> [Work task]: Write out the data below in full, unchanged, minus the images.

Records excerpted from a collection
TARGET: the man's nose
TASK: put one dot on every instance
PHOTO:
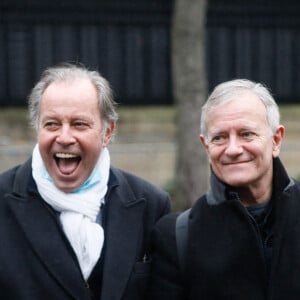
(234, 146)
(65, 136)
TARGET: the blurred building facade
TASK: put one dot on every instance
(128, 41)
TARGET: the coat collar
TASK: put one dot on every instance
(220, 191)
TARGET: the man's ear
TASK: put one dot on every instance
(109, 133)
(277, 140)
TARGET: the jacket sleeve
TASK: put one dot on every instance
(166, 279)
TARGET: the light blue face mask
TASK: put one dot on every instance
(94, 179)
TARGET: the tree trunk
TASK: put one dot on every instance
(190, 91)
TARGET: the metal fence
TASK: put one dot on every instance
(129, 42)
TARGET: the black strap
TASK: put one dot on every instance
(181, 237)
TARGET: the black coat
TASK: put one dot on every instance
(37, 261)
(225, 259)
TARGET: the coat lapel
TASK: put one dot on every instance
(48, 242)
(122, 234)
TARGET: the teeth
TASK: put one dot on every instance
(65, 155)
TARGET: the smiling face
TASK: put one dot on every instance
(240, 144)
(70, 133)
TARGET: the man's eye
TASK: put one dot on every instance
(80, 125)
(248, 134)
(50, 125)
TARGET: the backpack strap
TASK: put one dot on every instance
(181, 231)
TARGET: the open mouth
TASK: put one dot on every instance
(67, 163)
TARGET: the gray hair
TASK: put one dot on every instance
(225, 91)
(64, 72)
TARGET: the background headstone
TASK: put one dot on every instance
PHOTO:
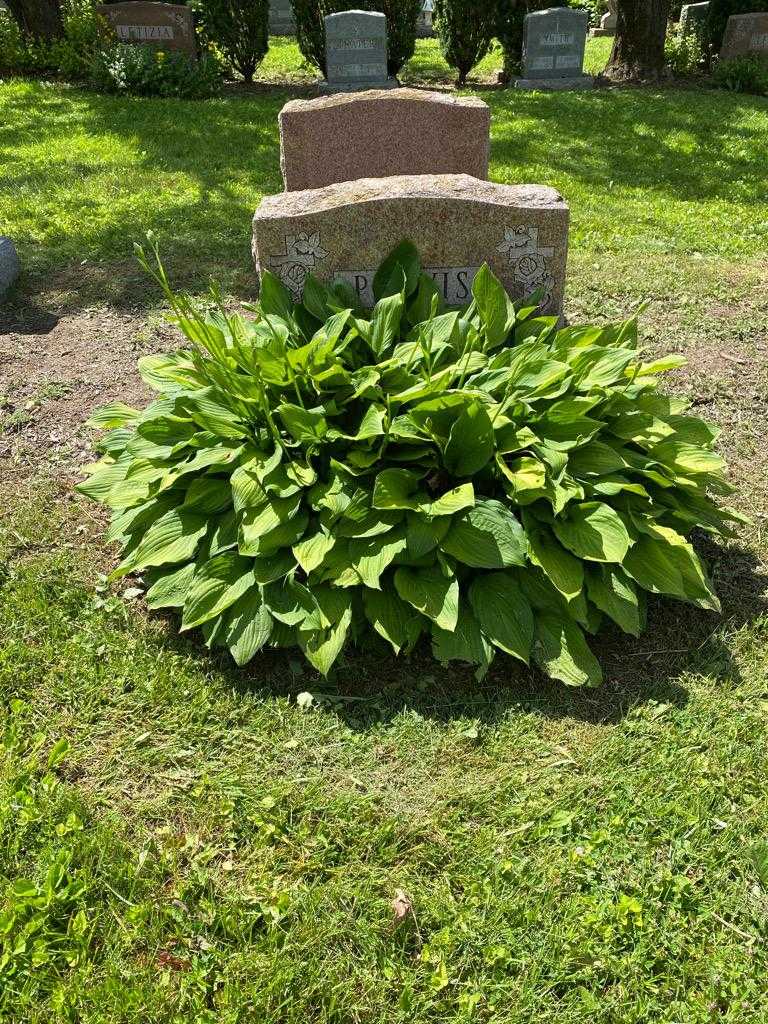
(379, 133)
(553, 49)
(9, 266)
(282, 20)
(693, 17)
(169, 27)
(343, 231)
(745, 34)
(356, 50)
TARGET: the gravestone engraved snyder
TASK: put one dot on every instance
(282, 20)
(693, 17)
(343, 231)
(169, 27)
(745, 34)
(384, 132)
(553, 49)
(356, 50)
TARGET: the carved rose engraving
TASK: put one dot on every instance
(302, 254)
(528, 260)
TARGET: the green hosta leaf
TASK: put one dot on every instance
(392, 619)
(487, 537)
(494, 306)
(463, 643)
(371, 557)
(504, 612)
(593, 530)
(174, 538)
(249, 626)
(560, 649)
(612, 591)
(663, 562)
(431, 593)
(172, 589)
(217, 584)
(470, 443)
(311, 550)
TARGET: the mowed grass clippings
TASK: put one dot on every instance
(184, 841)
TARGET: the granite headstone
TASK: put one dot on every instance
(343, 231)
(169, 27)
(553, 50)
(356, 51)
(745, 34)
(378, 133)
(9, 266)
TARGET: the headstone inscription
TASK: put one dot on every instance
(553, 50)
(282, 20)
(343, 231)
(166, 26)
(693, 17)
(745, 34)
(356, 51)
(9, 265)
(378, 133)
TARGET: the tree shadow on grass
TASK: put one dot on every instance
(371, 686)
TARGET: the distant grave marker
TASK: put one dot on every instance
(169, 27)
(356, 51)
(553, 50)
(343, 231)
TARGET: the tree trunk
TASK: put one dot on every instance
(38, 19)
(638, 44)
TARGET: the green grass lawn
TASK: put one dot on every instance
(181, 841)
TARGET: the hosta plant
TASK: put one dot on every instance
(481, 479)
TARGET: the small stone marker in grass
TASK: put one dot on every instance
(378, 133)
(356, 51)
(693, 17)
(553, 50)
(169, 27)
(9, 266)
(343, 231)
(745, 34)
(282, 20)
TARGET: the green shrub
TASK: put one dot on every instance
(480, 476)
(685, 55)
(744, 74)
(71, 56)
(240, 29)
(508, 29)
(401, 22)
(721, 10)
(465, 31)
(145, 71)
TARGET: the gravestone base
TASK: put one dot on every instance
(328, 88)
(555, 84)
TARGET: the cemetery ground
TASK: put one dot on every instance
(186, 841)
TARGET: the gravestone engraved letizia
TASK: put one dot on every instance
(356, 51)
(554, 41)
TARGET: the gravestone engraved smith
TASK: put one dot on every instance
(376, 134)
(745, 34)
(343, 231)
(169, 27)
(553, 50)
(356, 51)
(282, 22)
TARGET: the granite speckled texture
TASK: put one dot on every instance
(344, 230)
(378, 133)
(745, 34)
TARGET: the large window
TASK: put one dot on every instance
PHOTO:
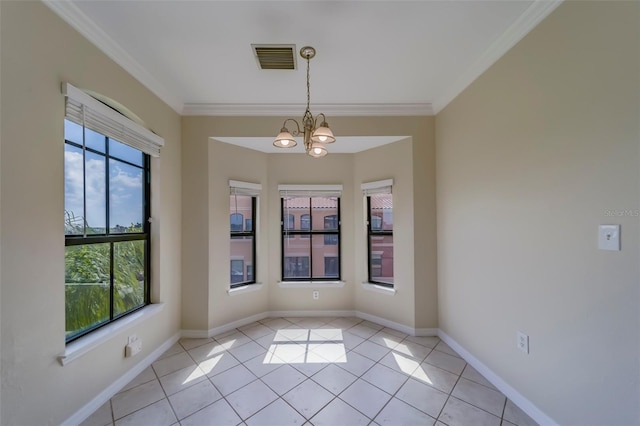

> [Expected output]:
TARGET: the man's nose
TASK: put one dot on every instance
PHOTO:
(234, 146)
(65, 136)
TARGET: the blurred building facade
TASK: put one dot on every instance
(128, 41)
TARGET: the coat collar
TASK: put one dot on every instance
(220, 191)
TARGET: the man's ear
TASK: put one dot on every instance
(109, 133)
(277, 140)
TARGET: the jacket sleeve
TASK: put one dot on every instance
(166, 279)
TARGET: the light blue face mask
TASK: put one dot on every instance
(94, 179)
TARGET: the tree trunk
TASK: put one dot on every instance
(190, 91)
TARGET: the metal fence
TASK: put one dot on every instance
(129, 42)
TARGET: the black strap
TASK: put one dot on every instance
(181, 237)
TARGET: the black coat
TASK: put one dot on every instance
(37, 261)
(225, 259)
TARGET: the coat lapel
TASK: put one dot on every instance
(48, 242)
(122, 234)
TARGET: the teeth
TASK: put one dot on every instance
(65, 155)
TARGET: the smiling face
TASK: put one dot on every instance
(240, 144)
(70, 133)
TARGET: the man's eye
TASK: put one dot on every instance
(80, 125)
(248, 134)
(50, 125)
TARGET: the backpack strap
TASK: put one dot on every instance
(181, 231)
TARGET: the open mouth
TASK: put one dot on every instance
(67, 163)
TARGET: the gray hair
TASK: put one dot on every instance
(225, 91)
(64, 72)
TARGET: the background headstone
TASK: put one dot on every instance
PHOTO:
(379, 133)
(553, 49)
(9, 266)
(282, 20)
(693, 17)
(169, 27)
(343, 231)
(745, 34)
(356, 50)
TARGET: the gravestone engraved snyder
TASK: put one dot on every instance
(282, 20)
(693, 17)
(343, 231)
(169, 27)
(745, 34)
(384, 132)
(553, 49)
(356, 50)
TARGET: the carved rose engraving
TASK: put one dot on every instance
(302, 254)
(528, 260)
TARGET: the green hosta leaf
TASK: put one dot on every instance
(392, 619)
(487, 537)
(494, 306)
(463, 643)
(371, 557)
(504, 612)
(593, 530)
(174, 538)
(249, 626)
(560, 649)
(612, 591)
(663, 562)
(431, 593)
(172, 589)
(217, 584)
(470, 443)
(311, 550)
TARGET: the mowed grass clippings
TASK: put one dot on every instance
(184, 841)
TARGET: the granite headstone
TASK: put one dot on every instance
(343, 231)
(169, 27)
(553, 50)
(356, 51)
(745, 34)
(378, 133)
(9, 266)
TARGET: the headstone inscription
TASK: put one dot on every instance
(553, 50)
(282, 20)
(343, 231)
(166, 26)
(693, 17)
(745, 34)
(356, 51)
(9, 265)
(378, 133)
TARGET: the tree shadow on grass
TASK: put one dot on every instance
(371, 686)
TARGET: the distant grave marker
TASK: put one dot on every instance
(169, 27)
(356, 51)
(553, 50)
(343, 231)
TARGET: the tree trunk
TASK: put one dot on every instance
(38, 19)
(638, 44)
TARGET: the green grass lawn
TASK: put one dot on every instance
(181, 841)
TARGET: the hosta plant
TASK: put one dot on every instance
(481, 479)
TARGET: the small stone marker in grass
TASK: put one dot on every instance
(378, 133)
(356, 51)
(693, 17)
(553, 50)
(169, 27)
(9, 266)
(343, 231)
(745, 34)
(282, 20)
TARGET: the green shrub
TASK: put one dot on every instance
(480, 476)
(685, 55)
(744, 74)
(71, 56)
(240, 29)
(508, 29)
(401, 22)
(721, 10)
(465, 31)
(145, 71)
TARGET: the gravestone base
TASK: put one dot on every instance
(328, 88)
(555, 84)
TARGET: the cemetery ground
TASK: put one dot on every instance
(186, 841)
TARGET: the gravestone engraved letizia
TASK: put one dot on every instance
(356, 51)
(554, 41)
TARGET: the gravestone engraved smith
TASK: put one dot on every instance
(376, 134)
(745, 34)
(343, 231)
(169, 27)
(553, 50)
(356, 51)
(282, 22)
TARGET: the granite speckled texture
TASK: put one dot on every instance
(344, 230)
(378, 133)
(745, 34)
TARGET: the large window
TASK: put one dot on every instance
PHOTO:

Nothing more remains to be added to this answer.